▸ EXERCISE SET
1. In the article on the police dog bite appeal, what did the appellate court order after allowing the appeal?
2. Duplicate the part of the article on the police dog bite appeal that opens with the words containing "Brar was later" and closes with "applied was justified.".

▸ DOCUMENT SEGMENT
*****

Police dog bite during arrest needed objectively reasonable force analysis: Alberta Court of Appeal

Accused also suffered shattered orbital bone, broken nose

Police dog bite during arrest needed objectively reasonable force analysis: Alberta Court of Appeal
Police dogs help find and arrest suspects

The Alberta Court of Appeal set aside a conviction on the ground that the trial judge misinterpreted the inference of guilt and failed to conduct the appropriate analysis on objectively reasonable force.

In 2017, a confrontation of two groups of young men occurred in a park. The participants scattered when the police arrived, leaving behind clothing, ammunition, and drugs. Jasdeep Brar was at the gunfight, and when he fled, he hid under the deck of a nearby house.

He was later found by a police dog, who had bit him as he was trained and ordered to do. Brar was arrested, searched, and found to be armed. A loaded handgun was also found near his hiding place.

At trial, Briar alleged that the force used was not objectively reasonable. Brar testified that the hospital had to treat numerous injuries. The dog bites were sutured, his left orbital bone was shattered and required surgery, and his nose was broken.

Brar was later convicted of numerous offenses related to possession of the handgun and sentenced to 30 months’ imprisonment less 12 months for the injuries sustained upon arrest. The trial judge ruled that the force applied was justified.

On appeal, Brar alleged that the judge misapplied the law regarding circumstantial proof of guilt and erred in ruling that the force applied during arrest was objectively reasonable.

The appellate court agreed.

In R v Brar, 2023 ABCA 63, the appellate court ruled that the judge’s finding of guilt was based on the misunderstanding that any inference other than guilt had to be based on proven facts to be rational. Because of this misunderstanding, alternative inferences not based on proven facts may have been dismissed as unreasonable, said the court.

Further, in determining whether the force used was objectively unreasonable, the judge was required to analyse the situation from the perspective of a reasonable person, said the court. Here, the appellate court found that the judge failed to engage in the required analysis but simply observed that the force was “subjectively and objectively necessary, reasonable and proportional.” A greater analysis was required, said the court.

As such, the appellate court allowed the appeal and ordered a new trial.

*****

▸ MATERIAL PROVIDED

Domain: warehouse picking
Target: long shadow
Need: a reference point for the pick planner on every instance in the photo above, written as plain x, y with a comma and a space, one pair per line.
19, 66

*****

▸ SOLUTIONS TO THE EXERCISE
1. A new trial.

2.
Brar was later convicted of numerous offenses related to possession of the handgun and sentenced to 30 months’ imprisonment less 12 months for the injuries sustained upon arrest. The trial judge ruled that the force applied was justified.